-- Start Page excerpt --

This is the mail archive of the
ecos-discuss@sources.redhat.com
mailing list for the eCos project.
Re: code optimizations
- To: <ecos-discuss at sourceware dot cygnus dot com>
- Subject: Re: [ECOS] code optimizations
- From: Hugo Tyson <hmt at redhat dot com>
- Date: 28 Aug 2001 14:34:46 +0100
- References: <002001c12beb$47c11670$090110ac@TRENT>
"Trenton D. Adams" <tadams@theone.dnsalias.com> writes:
> Does it matter whether voltatile or unsigned goes first? Because I'm
> still getting the jumping around with (unsigned volatile)
(Other msgs have covered that volatile unsigned int * is best, but...)
You can still appear to get "jumping around."
Going back to Bart's example:
> For example, given two lines:
>
> *(unsigned *)PMPCON |= 0x0002;
> *(unsigned *)SYSCON2 |= SYSCON2_PCMCIA1;
On a random made-up CPU, that might turn into 10 instructions:
Naively compiled:
LOAD r1, =PMPCON
LOAD r3, [r1]
MOVE r2, #2
OR r3, r2
STORE r3, [r1]
LOAD r4, =SYSCON2
LOAD r6, [r4]
MOVE r5, #SYSCON2_PCMCIA1
OR r6, r5
STORE r6, [r4]
Note that we happen to have plenty of registers here.
Often, there is a delay after a load instruction before you can use the
data you loaded. The CPU hardware looks after this for you by waiting
until the load has completed. So the 2nd and 4th loads above might be
delayed waiting for the 1st and 3rd respectively loads of the addresses to
complete.
But optimized code can make use of that delay to "do other stuff" in time
that might otherwise be a delay. So it's perfectly OK to intermingle those
loads and stores as much as we're allowed to make better use of the load
path from memory or the cache or whatever. So you might actually get:
# these two are independent so no mutual delay:
LOAD r1, =PMPCON # first line address
LOAD r4, =SYSCON2 # 2nd line address
MOVE r2, #2 # 1st line setup
LOAD r3, [r1] # 1st line read
MOVE r5, #SYSCON2_PCMCIA1 # 2nd line setup
OR r3, r2 # 1st line "arithmetic"
STORE r3, [r1] # 1st line write
LOAD r6, [r4] # 2nd line as required
OR r6, r5 # by "volatile", all after
STORE r6, [r4] # 1st line completes
So if you single-step through you still might see the "setup" instructions
- getting addresses and constants - intermingled, even though the actual
manipulation of the hardware (LOADs and STORES of volatile memory
locations) must be ordered and non-overlapping.
HTH,
- Huge

-- End Page excerpt --

(Tasks to perform)
1. Using the mailing-list post, decide whether each statement agrees with it: (a) the two example lines could become 10 instructions when naively compiled, (b) the CPU hardware waits for a load to finish before its data is used, and (c) optimized code may let the LOADs and STOREs of volatile memory locations overlap. Give yes or no for each, with the deciding words of the post quoted.
2. Reproduce everything in the mailing-list post from "Re: code optimizations" down to "is best, but...)".

-- Start Provided data --

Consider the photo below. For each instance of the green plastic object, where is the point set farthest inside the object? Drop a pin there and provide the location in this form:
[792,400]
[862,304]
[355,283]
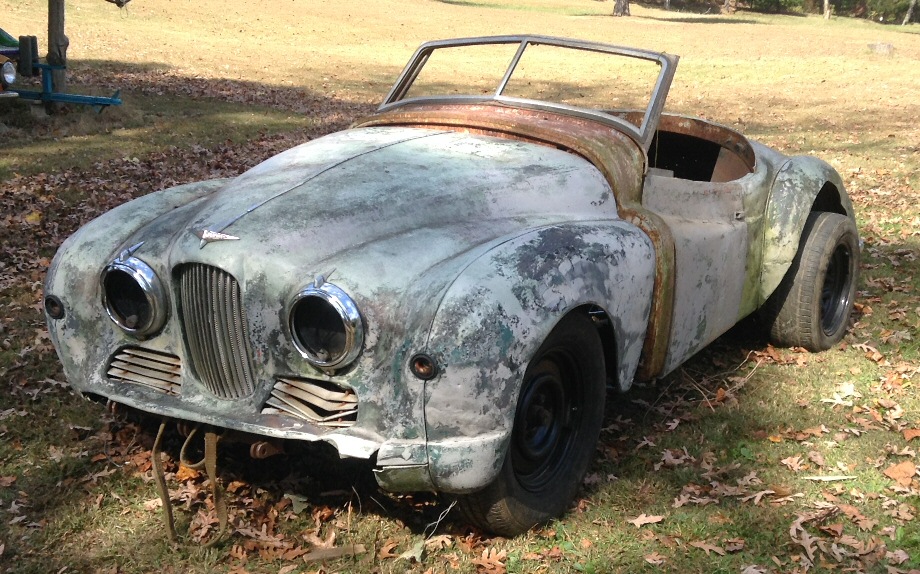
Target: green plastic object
[7,41]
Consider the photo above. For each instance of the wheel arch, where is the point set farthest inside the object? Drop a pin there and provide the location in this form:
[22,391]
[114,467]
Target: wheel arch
[802,185]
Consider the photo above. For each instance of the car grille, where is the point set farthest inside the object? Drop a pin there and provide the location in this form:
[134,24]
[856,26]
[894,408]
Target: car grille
[151,369]
[216,330]
[319,402]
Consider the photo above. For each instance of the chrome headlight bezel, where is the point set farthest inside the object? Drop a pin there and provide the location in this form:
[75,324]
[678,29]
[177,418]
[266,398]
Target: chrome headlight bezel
[150,288]
[338,301]
[8,74]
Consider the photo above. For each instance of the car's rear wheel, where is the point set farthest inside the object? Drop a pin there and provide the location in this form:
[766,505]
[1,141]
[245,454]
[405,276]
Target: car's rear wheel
[556,424]
[811,307]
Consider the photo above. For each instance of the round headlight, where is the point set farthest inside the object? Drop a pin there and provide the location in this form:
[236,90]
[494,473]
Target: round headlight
[133,296]
[9,73]
[326,325]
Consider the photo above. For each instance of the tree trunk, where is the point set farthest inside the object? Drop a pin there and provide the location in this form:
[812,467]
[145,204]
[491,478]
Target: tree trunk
[57,44]
[910,12]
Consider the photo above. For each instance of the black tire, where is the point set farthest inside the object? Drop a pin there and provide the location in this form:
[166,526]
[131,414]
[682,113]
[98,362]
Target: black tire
[556,425]
[811,307]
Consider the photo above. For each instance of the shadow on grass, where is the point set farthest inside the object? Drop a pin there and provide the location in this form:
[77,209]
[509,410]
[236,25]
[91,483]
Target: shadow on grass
[161,109]
[701,20]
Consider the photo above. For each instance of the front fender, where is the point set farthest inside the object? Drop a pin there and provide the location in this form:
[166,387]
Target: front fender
[498,312]
[74,273]
[795,192]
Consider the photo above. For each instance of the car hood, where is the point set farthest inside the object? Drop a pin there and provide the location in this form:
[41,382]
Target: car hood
[379,206]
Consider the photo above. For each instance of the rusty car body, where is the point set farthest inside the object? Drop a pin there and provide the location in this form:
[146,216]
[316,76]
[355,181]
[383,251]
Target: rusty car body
[450,287]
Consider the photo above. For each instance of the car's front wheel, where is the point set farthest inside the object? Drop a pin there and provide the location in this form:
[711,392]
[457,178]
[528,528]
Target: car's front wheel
[556,425]
[811,307]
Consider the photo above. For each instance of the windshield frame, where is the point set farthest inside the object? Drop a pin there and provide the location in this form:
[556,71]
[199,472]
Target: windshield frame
[643,133]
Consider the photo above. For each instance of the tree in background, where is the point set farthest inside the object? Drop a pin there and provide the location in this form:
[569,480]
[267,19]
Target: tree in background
[57,44]
[58,41]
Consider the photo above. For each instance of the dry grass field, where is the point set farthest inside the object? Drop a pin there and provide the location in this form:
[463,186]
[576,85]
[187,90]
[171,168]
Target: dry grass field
[709,470]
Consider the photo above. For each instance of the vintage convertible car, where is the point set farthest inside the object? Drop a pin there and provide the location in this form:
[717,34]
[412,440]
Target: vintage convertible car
[454,286]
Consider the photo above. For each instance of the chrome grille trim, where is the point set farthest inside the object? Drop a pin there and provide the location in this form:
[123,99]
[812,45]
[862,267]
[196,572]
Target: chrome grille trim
[152,369]
[215,327]
[319,402]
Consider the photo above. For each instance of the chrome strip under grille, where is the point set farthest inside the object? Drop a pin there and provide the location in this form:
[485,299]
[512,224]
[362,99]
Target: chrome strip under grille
[151,369]
[319,402]
[216,330]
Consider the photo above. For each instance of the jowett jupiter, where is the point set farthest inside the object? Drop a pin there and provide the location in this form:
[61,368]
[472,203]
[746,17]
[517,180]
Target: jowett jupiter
[449,287]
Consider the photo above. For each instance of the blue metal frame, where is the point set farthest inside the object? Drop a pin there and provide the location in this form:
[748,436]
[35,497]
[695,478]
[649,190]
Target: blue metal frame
[49,95]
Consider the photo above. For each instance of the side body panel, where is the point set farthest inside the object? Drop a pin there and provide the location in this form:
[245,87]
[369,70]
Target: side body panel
[498,312]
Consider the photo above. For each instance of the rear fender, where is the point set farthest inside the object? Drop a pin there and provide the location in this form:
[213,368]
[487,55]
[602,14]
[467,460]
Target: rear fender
[498,312]
[802,185]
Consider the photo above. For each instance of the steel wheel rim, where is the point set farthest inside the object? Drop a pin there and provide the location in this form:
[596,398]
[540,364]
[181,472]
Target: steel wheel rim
[546,422]
[835,292]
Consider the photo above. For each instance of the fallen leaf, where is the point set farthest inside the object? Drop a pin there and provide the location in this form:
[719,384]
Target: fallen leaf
[644,519]
[708,548]
[185,473]
[387,550]
[298,503]
[415,553]
[829,478]
[336,552]
[902,472]
[491,561]
[655,559]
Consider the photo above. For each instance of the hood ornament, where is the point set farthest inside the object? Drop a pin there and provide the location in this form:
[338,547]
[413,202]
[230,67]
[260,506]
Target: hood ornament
[207,236]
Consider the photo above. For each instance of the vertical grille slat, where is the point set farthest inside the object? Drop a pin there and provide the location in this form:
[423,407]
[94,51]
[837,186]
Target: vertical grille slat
[215,325]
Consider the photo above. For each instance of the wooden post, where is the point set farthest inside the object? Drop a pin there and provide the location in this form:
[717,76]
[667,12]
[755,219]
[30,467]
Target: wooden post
[57,44]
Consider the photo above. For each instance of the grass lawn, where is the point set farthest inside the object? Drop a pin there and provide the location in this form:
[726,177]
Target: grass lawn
[722,466]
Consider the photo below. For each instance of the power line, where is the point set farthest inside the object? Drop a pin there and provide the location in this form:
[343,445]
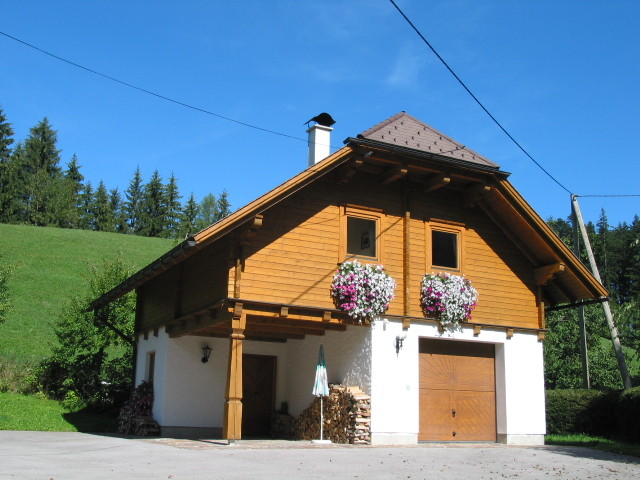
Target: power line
[149,92]
[475,98]
[609,196]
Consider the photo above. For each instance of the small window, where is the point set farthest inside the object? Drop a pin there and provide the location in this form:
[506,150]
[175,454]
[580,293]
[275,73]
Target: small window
[444,249]
[361,237]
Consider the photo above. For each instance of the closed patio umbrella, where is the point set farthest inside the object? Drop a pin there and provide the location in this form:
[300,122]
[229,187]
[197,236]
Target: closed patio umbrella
[321,389]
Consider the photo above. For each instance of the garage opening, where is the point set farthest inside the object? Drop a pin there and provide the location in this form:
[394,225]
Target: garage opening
[457,391]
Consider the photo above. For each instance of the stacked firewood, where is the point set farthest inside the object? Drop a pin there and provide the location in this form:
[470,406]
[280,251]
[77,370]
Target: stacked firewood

-- End Provided data --

(Results by task)
1.
(a) Yes: "that might turn into 10 instructions"
(b) Yes: "The CPU hardware looks after this for you by waiting until the load has completed."
(c) No: "must be ordered and non-overlapping"

2.
Re: code optimizations
- To: <ecos-discuss at sourceware dot cygnus dot com>
- Subject: Re: [ECOS] code optimizations
- From: Hugo Tyson <hmt at redhat dot com>
- Date: 28 Aug 2001 14:34:46 +0100
- References: <002001c12beb$47c11670$090110ac@TRENT>
"Trenton D. Adams" <tadams@theone.dnsalias.com> writes:
> Does it matter whether voltatile or unsigned goes first? Because I'm
> still getting the jumping around with (unsigned volatile)
(Other msgs have covered that volatile unsigned int * is best, but...)